Dataset items:
#####

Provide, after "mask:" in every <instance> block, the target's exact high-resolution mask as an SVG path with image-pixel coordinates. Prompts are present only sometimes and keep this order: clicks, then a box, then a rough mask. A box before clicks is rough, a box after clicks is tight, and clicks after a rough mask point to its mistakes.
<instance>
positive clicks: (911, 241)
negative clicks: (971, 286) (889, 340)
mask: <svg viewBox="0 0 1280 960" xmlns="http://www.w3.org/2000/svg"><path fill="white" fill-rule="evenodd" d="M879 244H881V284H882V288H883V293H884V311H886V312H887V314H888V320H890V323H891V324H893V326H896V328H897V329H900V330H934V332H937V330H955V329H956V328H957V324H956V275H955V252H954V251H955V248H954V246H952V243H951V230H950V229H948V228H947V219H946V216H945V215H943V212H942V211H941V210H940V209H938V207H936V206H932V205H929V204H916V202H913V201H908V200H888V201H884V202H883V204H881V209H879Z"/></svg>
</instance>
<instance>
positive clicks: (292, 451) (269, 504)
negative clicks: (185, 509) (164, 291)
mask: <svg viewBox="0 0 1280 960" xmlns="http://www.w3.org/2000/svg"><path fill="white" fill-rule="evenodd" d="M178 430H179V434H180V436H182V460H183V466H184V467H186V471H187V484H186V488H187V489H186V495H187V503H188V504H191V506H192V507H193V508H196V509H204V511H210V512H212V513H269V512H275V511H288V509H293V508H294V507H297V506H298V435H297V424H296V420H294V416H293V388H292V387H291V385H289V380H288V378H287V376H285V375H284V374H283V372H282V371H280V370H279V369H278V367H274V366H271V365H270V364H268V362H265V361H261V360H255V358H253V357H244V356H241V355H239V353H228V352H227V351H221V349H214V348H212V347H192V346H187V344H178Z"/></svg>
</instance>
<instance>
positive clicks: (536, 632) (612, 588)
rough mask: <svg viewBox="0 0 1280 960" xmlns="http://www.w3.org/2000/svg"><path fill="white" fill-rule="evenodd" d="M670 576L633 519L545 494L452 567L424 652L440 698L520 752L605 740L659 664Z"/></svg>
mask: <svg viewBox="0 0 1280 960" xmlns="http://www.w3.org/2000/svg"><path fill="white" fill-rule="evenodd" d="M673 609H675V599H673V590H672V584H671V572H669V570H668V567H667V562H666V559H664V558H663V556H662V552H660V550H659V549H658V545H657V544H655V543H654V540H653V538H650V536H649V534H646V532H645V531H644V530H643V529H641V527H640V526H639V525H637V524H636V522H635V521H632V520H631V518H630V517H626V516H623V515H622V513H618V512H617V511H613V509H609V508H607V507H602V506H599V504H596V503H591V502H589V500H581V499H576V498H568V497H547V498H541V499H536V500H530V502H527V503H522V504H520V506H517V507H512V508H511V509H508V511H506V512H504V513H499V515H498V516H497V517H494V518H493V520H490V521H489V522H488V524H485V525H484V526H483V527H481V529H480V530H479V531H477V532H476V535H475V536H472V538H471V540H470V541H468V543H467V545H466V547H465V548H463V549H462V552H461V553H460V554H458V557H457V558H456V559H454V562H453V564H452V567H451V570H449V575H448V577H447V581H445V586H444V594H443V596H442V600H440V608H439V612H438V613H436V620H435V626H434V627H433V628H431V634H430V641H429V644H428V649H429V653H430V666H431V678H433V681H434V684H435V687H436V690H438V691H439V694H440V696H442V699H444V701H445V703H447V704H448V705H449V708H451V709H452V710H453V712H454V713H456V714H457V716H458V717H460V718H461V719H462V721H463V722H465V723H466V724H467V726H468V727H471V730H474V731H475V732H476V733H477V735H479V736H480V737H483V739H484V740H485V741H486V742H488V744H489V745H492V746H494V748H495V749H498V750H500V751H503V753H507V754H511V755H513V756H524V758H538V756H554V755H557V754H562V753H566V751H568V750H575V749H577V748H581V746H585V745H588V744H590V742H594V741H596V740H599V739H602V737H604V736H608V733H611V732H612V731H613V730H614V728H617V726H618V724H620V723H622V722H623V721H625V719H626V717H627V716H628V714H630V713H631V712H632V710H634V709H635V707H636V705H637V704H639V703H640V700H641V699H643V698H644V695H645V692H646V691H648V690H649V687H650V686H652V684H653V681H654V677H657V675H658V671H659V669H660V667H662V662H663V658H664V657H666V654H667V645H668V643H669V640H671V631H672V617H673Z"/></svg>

#####

To do: Extract the data in full. Keep it word for word.

Task output:
Provide, after "mask:" in every <instance> block, the target's exact high-resolution mask as an SVG path with image-pixel coordinates. Prompts are present only sometimes and keep this order: clicks, then a box, then a rough mask. A box before clicks is rough, a box after clicks is tight, and clicks after a rough mask point to its mistakes.
<instance>
positive clicks: (911, 241)
negative clicks: (971, 286) (889, 340)
mask: <svg viewBox="0 0 1280 960" xmlns="http://www.w3.org/2000/svg"><path fill="white" fill-rule="evenodd" d="M879 244H881V284H882V288H883V293H884V311H886V312H887V314H888V320H890V323H891V324H893V326H896V328H897V329H900V330H934V332H937V330H955V329H956V328H957V324H956V275H955V252H954V251H955V248H954V246H952V243H951V230H950V229H948V228H947V219H946V216H945V215H943V212H942V211H941V210H940V209H938V207H936V206H932V205H929V204H916V202H913V201H908V200H888V201H884V202H883V204H881V209H879Z"/></svg>
</instance>
<instance>
positive clicks: (292, 451) (269, 504)
negative clicks: (185, 509) (164, 291)
mask: <svg viewBox="0 0 1280 960" xmlns="http://www.w3.org/2000/svg"><path fill="white" fill-rule="evenodd" d="M178 430H179V434H180V436H182V460H183V466H184V467H186V471H187V484H186V488H187V489H186V495H187V503H188V504H191V506H192V507H193V508H196V509H204V511H210V512H212V513H269V512H275V511H288V509H293V508H294V507H297V506H298V435H297V424H296V420H294V416H293V388H292V387H291V385H289V380H288V378H287V376H285V375H284V374H283V372H282V371H280V370H279V369H278V367H274V366H271V365H270V364H268V362H265V361H261V360H255V358H253V357H244V356H241V355H239V353H228V352H227V351H221V349H214V348H212V347H192V346H187V344H178Z"/></svg>
</instance>
<instance>
positive clicks: (536, 632) (612, 588)
rough mask: <svg viewBox="0 0 1280 960" xmlns="http://www.w3.org/2000/svg"><path fill="white" fill-rule="evenodd" d="M670 576L633 519L545 494L452 567L424 652L440 698L520 752L605 740L659 664Z"/></svg>
mask: <svg viewBox="0 0 1280 960" xmlns="http://www.w3.org/2000/svg"><path fill="white" fill-rule="evenodd" d="M673 609H675V599H673V590H672V584H671V572H669V570H668V567H667V562H666V559H664V558H663V556H662V552H660V550H659V549H658V545H657V544H655V543H654V540H653V538H650V536H649V534H646V532H645V531H644V530H643V529H641V527H640V526H639V525H637V524H636V522H635V521H632V520H631V518H630V517H626V516H623V515H622V513H618V512H617V511H613V509H609V508H607V507H602V506H599V504H596V503H591V502H589V500H581V499H576V498H568V497H547V498H541V499H536V500H530V502H527V503H522V504H520V506H517V507H512V508H511V509H508V511H506V512H504V513H499V515H498V516H497V517H494V518H493V520H490V521H489V522H488V524H485V525H484V526H483V527H481V529H480V530H479V531H477V532H476V535H475V536H472V538H471V540H470V541H468V543H467V545H466V547H465V548H463V549H462V552H461V553H460V554H458V557H457V558H456V559H454V562H453V564H452V567H451V570H449V575H448V577H447V581H445V586H444V594H443V596H442V600H440V608H439V612H438V613H436V620H435V626H434V627H433V628H431V634H430V641H429V644H428V649H429V653H430V666H431V678H433V681H434V684H435V687H436V690H438V691H439V694H440V696H442V699H444V701H445V703H447V704H448V705H449V708H451V709H452V710H453V712H454V713H456V714H457V716H458V717H460V718H461V719H462V721H463V722H465V723H466V724H467V726H468V727H471V730H474V731H475V732H476V733H477V735H479V736H480V737H483V739H484V740H485V741H486V742H488V744H489V745H492V746H494V748H495V749H498V750H500V751H503V753H507V754H511V755H513V756H524V758H538V756H554V755H557V754H562V753H566V751H568V750H575V749H577V748H581V746H585V745H588V744H590V742H594V741H596V740H599V739H602V737H604V736H608V733H611V732H612V731H613V730H614V728H617V726H618V724H620V723H622V722H623V721H625V719H626V717H627V716H628V714H630V713H631V712H632V710H634V709H635V707H636V705H637V704H639V703H640V700H641V699H643V698H644V695H645V692H646V691H648V690H649V687H650V686H652V684H653V681H654V677H657V675H658V671H659V669H660V667H662V662H663V658H664V657H666V654H667V645H668V643H669V640H671V631H672V617H673Z"/></svg>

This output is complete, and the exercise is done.